>>>
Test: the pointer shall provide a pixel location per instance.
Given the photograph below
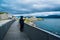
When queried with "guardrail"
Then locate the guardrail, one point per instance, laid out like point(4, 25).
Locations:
point(37, 34)
point(4, 28)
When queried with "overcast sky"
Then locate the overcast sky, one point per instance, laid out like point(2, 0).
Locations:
point(31, 7)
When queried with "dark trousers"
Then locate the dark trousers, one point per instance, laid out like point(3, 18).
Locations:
point(21, 28)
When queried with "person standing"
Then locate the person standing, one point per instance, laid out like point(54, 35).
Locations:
point(21, 21)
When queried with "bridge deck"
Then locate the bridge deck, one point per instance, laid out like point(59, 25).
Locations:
point(15, 34)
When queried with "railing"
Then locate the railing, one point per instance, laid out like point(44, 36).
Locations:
point(4, 28)
point(37, 34)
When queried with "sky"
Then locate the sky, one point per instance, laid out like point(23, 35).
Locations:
point(31, 7)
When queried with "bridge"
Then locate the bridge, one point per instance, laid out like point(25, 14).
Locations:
point(11, 31)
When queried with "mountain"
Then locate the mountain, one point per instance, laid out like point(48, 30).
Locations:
point(50, 16)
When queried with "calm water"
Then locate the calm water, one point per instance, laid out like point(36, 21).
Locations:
point(52, 25)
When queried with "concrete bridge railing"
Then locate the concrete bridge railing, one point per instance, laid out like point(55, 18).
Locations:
point(37, 34)
point(4, 28)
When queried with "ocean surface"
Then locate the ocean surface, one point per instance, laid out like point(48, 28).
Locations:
point(50, 24)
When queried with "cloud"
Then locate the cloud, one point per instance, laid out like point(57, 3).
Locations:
point(30, 5)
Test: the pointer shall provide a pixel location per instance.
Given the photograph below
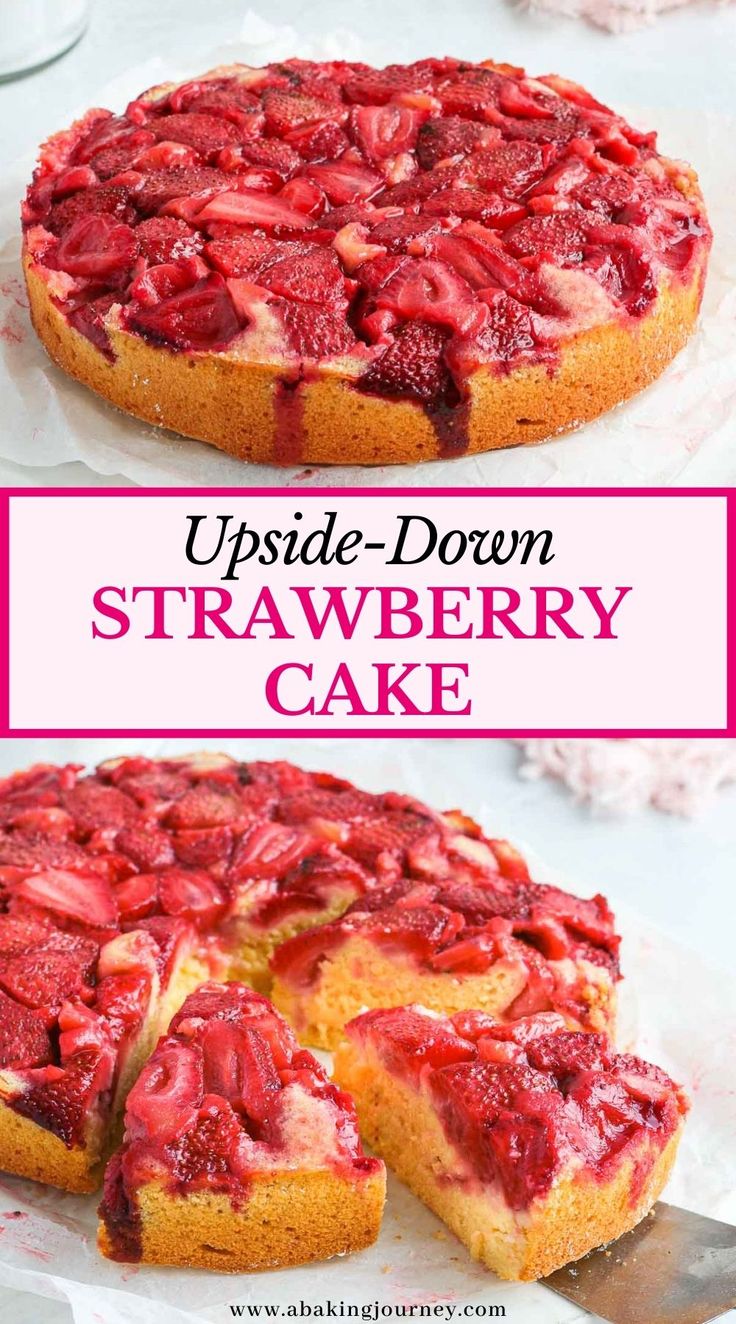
<<<
[Task goal]
Put every line of the material above into a numbered list, skipping any blank lines. Leave the pictures out of your list.

[Solution to this exercise]
1. Test: the pointer shall provide a pixel location per instance.
2. Given the photograph below
3. When queried with "guardrail"
4. Then locate the guardrail, one point per instance, laid out like point(4, 25).
5. Locations:
6. point(37, 34)
7. point(4, 28)
8. When queried with "overcast sky"
9. Then locate the overcast sky, one point per instance, laid out like point(2, 0).
10. Locations:
11. point(31, 7)
12. When queried with "dark trousers"
13. Then locate the dark trousers, one point per instance, laid out like point(3, 18).
14. Locations:
15. point(21, 28)
16. When queried with "person standing"
17. Then locate the person standing, one point per instance, laid out like point(54, 35).
18. Locations:
19. point(21, 21)
20. When queried with "bridge deck"
21. Then locate the bridge deck, one point per instance, laid out like point(59, 25).
22. Locations:
23. point(15, 34)
24. When queried with "railing"
25. Then locate the railing, one point per instance, laid out like point(44, 36).
26. Locations:
27. point(4, 28)
28. point(37, 34)
29. When queried with "sky"
30. Then locate the sky, one point per instance, laid out like point(23, 35).
31. Locations:
32. point(31, 7)
33. When queried with "bridge"
34. Then locate the bridge, one point per instance, laid out like point(25, 14).
35. Locations:
36. point(11, 31)
37. When queried with "mountain"
38. Then locate the mountain, one point per instance, laid out like point(48, 30).
39. Locations:
40. point(50, 16)
41. When queried with "calm water"
42. Then locate the calm water, one point per instance, laid out like point(36, 21).
43. Locations:
44. point(52, 25)
45. When queried with "concrete bridge railing"
46. Then locate the concrete bridge railing, one point per instance, laid out like point(55, 18).
47. Locations:
48. point(37, 34)
49. point(4, 28)
50. When queried with "ocean surface"
51. Then locate the ocean surface, one point per instance, laid out like point(48, 28).
52. Locations:
53. point(50, 24)
54. When queried with "cloud"
55. Then locate the cloud, one point per instance, laid out like point(57, 3).
56. Locations:
57. point(30, 5)
58. Test: the pointer shall provide a pixel location per instance.
59. Given the photograph below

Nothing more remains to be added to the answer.